[[ Reading text open ]]

I recently wrote about and listed some of my favorite TED presentations. I mentioned that my initial list was just the tip of the iceberg and there were many more presentations that are worth a look. As TED grows as a brand, a place where influential voices come forth and share observations and their vision, it is something worth monitoring on an ongoing basis. This is where the most exciting new ideas break out. As TED expands across the globe we are seeing more international perspectives. So, now interesting viewpoints from Asia and Europe are becoming more common in the TED portfolio. Here are a few more selections that I found interesting and that I think also have some relevance to the world of translation.
Clay Shirky is a prominent thinker on the social and economic effects of Internet technologies and he often speaks in favor of crowdsourcing and open collaboration. In fact he wrote a book called Here Comes Everybody. In this talk he describes the basis for his bullishness about something he calls “cognitive surplus”. I think he is one of the most insightful voices on the subject of crowdsourcing and the new collaborative initiatives that are forming around internet access and technology. I recommend this and many other presentations he has scattered across the web.
This Simon Sinek talk is a recommendation from @fabcid who summarized this talk as:” Brilliant and inspiring. A must-see.” on how great leaders inspire action. Simon Sinek has a simple but powerful model for inspirational leadership all starting with a golden circle and the question "Why?"
This is a talk by Tom Wujec who studies how we share and absorb information. He's an innovative practitioner of business visualization -- using design and technology to help groups solve problems and understand ideas. This shows how childlike attitudes are so critical to successful collaboration and how so much of our formal business training actually undermines our ability to collaborate.

[[ Reading text closed ]]
[[ Provided information open ]]

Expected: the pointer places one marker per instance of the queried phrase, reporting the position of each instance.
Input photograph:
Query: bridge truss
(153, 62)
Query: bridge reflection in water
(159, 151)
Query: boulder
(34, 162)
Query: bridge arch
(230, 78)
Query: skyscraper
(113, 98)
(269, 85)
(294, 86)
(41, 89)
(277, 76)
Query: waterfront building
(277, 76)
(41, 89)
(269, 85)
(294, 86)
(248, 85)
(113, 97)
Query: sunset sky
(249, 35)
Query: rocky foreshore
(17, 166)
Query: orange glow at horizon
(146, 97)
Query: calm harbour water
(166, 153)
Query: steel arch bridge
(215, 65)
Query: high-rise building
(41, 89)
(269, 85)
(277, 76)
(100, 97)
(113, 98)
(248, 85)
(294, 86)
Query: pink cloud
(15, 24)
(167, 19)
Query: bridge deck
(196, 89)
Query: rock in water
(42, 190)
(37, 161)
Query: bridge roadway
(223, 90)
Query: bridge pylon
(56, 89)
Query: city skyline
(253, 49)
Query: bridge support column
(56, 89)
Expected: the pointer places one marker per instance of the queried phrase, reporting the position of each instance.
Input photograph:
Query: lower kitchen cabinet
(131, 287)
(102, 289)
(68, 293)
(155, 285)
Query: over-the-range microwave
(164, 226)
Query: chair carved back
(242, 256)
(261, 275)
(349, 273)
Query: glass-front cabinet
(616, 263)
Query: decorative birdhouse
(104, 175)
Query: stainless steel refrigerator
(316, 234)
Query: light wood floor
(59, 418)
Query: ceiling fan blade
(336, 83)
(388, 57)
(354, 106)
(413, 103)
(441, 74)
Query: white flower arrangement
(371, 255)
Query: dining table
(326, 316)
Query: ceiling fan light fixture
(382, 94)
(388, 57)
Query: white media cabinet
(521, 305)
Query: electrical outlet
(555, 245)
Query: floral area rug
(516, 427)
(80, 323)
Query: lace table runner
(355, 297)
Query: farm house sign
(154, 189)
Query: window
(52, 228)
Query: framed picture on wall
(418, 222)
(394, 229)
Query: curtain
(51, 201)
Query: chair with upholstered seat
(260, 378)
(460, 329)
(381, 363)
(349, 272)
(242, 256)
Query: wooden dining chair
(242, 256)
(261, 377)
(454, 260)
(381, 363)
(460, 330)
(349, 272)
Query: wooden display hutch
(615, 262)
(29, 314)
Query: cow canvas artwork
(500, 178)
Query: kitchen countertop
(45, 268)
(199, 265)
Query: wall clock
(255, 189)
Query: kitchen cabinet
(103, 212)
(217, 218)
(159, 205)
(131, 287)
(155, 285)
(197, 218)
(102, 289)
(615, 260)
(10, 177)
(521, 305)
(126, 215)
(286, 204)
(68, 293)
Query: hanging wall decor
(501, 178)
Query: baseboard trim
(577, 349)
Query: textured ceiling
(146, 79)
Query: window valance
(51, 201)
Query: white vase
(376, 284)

[[ Provided information closed ]]

Task list
**a)** Copy the part of the TED talks post between "This is a talk" and "ability to collaborate.", inclusive.
**b)** Answer these questions using the TED talks post:
(i) What book did Clay Shirky write?
(ii) What does Simon Sinek's model for inspirational leadership start with?
(iii) What does Tom Wujec study?
**c)** Extend the post about TED talks, starting after its last sentence.

Results of the exercise
**a)**
This is a talk by Tom Wujec who studies how we share and absorb information. He's an innovative practitioner of business visualization -- using design and technology to help groups solve problems and understand ideas. This shows how childlike attitudes are so critical to successful collaboration and how so much of our formal business training actually undermines our ability to collaborate.

**b)**
(i) Here Comes Everybody
(ii) A golden circle and the question "Why?"
(iii) How we share and absorb information

**c)**
I first heard about “soft power” from Joseph Nye. It is something good leaders naturally have, it is the ability to shape the preferences of others. Simply put, in behavioral terms, soft power is attractive power or the power to attract rather than command a following. This is a great talk by Shashi Tharoor on India’s rise as a power. He argues that “soft" power is what makes India formidable in the long run. This is its ability to share its culture with the world through food, music, technology, Bollywood. He argues that in the long run it's not the size of the army that matters as much as a country's ability to influence the world's hearts and minds. One striking example he gives is that today, Indian restaurants in Britain employ more people than the coal mining, ship building and iron and steel industries combined.
One of the passions in my life is music and I am confident that at some point in my life I will be engaged with sound and music in a substantial way so I have also been keeping an eye on the TED stuff related to music and sound. In this talk Robert Gupta talks about his relationship with a schizophrenic that was also the subject of a movie with Jamie Foxx called The Soloist. Music is medicine, music changes us and for some music is sanity.
Finally this is another TED-like group that illustrates speeches in a very useful and interesting way that I think facilitates understanding and engagement. The talk by Daniel Pink is based on his research on motivation. This shows that human beings have an innate inner drive to be autonomous, self-determined, and connected to one another. I think it also shows why standards like EN15038 are flawed – they kill any creativity.